Riscrivi le righe seguenti come una lista JSON di stringhe, una per ciascuna riga, omettendo le righe vuote.

RIGHE DA USARE:
---------------
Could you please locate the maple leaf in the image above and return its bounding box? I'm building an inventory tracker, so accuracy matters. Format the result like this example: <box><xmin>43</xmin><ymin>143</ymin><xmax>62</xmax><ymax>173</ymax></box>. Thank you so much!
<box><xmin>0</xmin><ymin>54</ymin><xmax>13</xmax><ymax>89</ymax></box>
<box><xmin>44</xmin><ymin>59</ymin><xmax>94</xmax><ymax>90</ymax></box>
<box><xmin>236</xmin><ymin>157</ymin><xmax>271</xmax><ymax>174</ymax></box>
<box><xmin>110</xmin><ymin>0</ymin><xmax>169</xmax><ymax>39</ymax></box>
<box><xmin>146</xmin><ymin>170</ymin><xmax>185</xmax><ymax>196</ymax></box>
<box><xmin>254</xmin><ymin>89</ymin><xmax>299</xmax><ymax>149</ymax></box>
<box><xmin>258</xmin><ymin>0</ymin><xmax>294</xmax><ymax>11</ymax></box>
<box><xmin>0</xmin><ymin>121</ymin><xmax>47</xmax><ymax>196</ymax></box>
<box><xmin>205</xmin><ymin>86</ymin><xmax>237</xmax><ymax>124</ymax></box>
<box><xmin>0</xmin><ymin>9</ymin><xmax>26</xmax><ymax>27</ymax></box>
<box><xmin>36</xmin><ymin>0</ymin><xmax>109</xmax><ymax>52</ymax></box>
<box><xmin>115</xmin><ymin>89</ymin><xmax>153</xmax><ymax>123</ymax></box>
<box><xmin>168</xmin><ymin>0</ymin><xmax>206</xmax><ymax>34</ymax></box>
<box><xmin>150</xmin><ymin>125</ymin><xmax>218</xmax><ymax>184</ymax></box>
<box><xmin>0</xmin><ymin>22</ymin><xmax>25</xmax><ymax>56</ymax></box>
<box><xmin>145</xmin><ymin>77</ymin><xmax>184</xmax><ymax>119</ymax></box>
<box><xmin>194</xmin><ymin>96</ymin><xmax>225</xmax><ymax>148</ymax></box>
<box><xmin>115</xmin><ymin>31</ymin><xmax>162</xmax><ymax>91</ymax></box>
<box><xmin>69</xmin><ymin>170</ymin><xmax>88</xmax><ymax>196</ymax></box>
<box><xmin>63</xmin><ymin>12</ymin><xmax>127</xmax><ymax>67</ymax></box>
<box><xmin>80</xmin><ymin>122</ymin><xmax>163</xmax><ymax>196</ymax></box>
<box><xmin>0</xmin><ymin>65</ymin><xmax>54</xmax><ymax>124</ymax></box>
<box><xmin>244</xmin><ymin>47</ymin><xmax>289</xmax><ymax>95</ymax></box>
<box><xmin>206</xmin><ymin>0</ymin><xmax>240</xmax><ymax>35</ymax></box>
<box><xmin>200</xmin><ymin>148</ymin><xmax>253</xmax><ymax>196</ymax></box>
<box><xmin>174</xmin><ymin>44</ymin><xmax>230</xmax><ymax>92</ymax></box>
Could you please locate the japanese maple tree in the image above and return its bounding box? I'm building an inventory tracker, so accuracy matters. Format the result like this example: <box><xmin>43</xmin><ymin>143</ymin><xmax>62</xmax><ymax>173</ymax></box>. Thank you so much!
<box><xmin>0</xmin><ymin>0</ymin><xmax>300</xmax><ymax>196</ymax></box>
---------------
RISPOSTA:
[
  "Could you please locate the maple leaf in the image above and return its bounding box? I'm building an inventory tracker, so accuracy matters. Format the result like this example: <box><xmin>43</xmin><ymin>143</ymin><xmax>62</xmax><ymax>173</ymax></box>. Thank you so much!",
  "<box><xmin>0</xmin><ymin>54</ymin><xmax>13</xmax><ymax>89</ymax></box>",
  "<box><xmin>44</xmin><ymin>59</ymin><xmax>94</xmax><ymax>90</ymax></box>",
  "<box><xmin>236</xmin><ymin>157</ymin><xmax>271</xmax><ymax>174</ymax></box>",
  "<box><xmin>110</xmin><ymin>0</ymin><xmax>169</xmax><ymax>39</ymax></box>",
  "<box><xmin>146</xmin><ymin>170</ymin><xmax>185</xmax><ymax>196</ymax></box>",
  "<box><xmin>254</xmin><ymin>89</ymin><xmax>299</xmax><ymax>149</ymax></box>",
  "<box><xmin>258</xmin><ymin>0</ymin><xmax>294</xmax><ymax>11</ymax></box>",
  "<box><xmin>0</xmin><ymin>121</ymin><xmax>47</xmax><ymax>196</ymax></box>",
  "<box><xmin>205</xmin><ymin>86</ymin><xmax>237</xmax><ymax>124</ymax></box>",
  "<box><xmin>0</xmin><ymin>9</ymin><xmax>26</xmax><ymax>27</ymax></box>",
  "<box><xmin>36</xmin><ymin>0</ymin><xmax>109</xmax><ymax>52</ymax></box>",
  "<box><xmin>115</xmin><ymin>89</ymin><xmax>153</xmax><ymax>123</ymax></box>",
  "<box><xmin>168</xmin><ymin>0</ymin><xmax>206</xmax><ymax>34</ymax></box>",
  "<box><xmin>150</xmin><ymin>125</ymin><xmax>218</xmax><ymax>184</ymax></box>",
  "<box><xmin>0</xmin><ymin>22</ymin><xmax>25</xmax><ymax>56</ymax></box>",
  "<box><xmin>145</xmin><ymin>77</ymin><xmax>184</xmax><ymax>119</ymax></box>",
  "<box><xmin>194</xmin><ymin>96</ymin><xmax>225</xmax><ymax>148</ymax></box>",
  "<box><xmin>115</xmin><ymin>31</ymin><xmax>162</xmax><ymax>91</ymax></box>",
  "<box><xmin>69</xmin><ymin>170</ymin><xmax>88</xmax><ymax>196</ymax></box>",
  "<box><xmin>63</xmin><ymin>12</ymin><xmax>127</xmax><ymax>67</ymax></box>",
  "<box><xmin>80</xmin><ymin>122</ymin><xmax>163</xmax><ymax>196</ymax></box>",
  "<box><xmin>0</xmin><ymin>65</ymin><xmax>54</xmax><ymax>124</ymax></box>",
  "<box><xmin>244</xmin><ymin>47</ymin><xmax>289</xmax><ymax>95</ymax></box>",
  "<box><xmin>206</xmin><ymin>0</ymin><xmax>240</xmax><ymax>35</ymax></box>",
  "<box><xmin>200</xmin><ymin>148</ymin><xmax>253</xmax><ymax>196</ymax></box>",
  "<box><xmin>174</xmin><ymin>44</ymin><xmax>230</xmax><ymax>92</ymax></box>",
  "Could you please locate the japanese maple tree in the image above and return its bounding box? I'm building an inventory tracker, so accuracy matters. Format the result like this example: <box><xmin>43</xmin><ymin>143</ymin><xmax>62</xmax><ymax>173</ymax></box>. Thank you so much!",
  "<box><xmin>0</xmin><ymin>0</ymin><xmax>300</xmax><ymax>196</ymax></box>"
]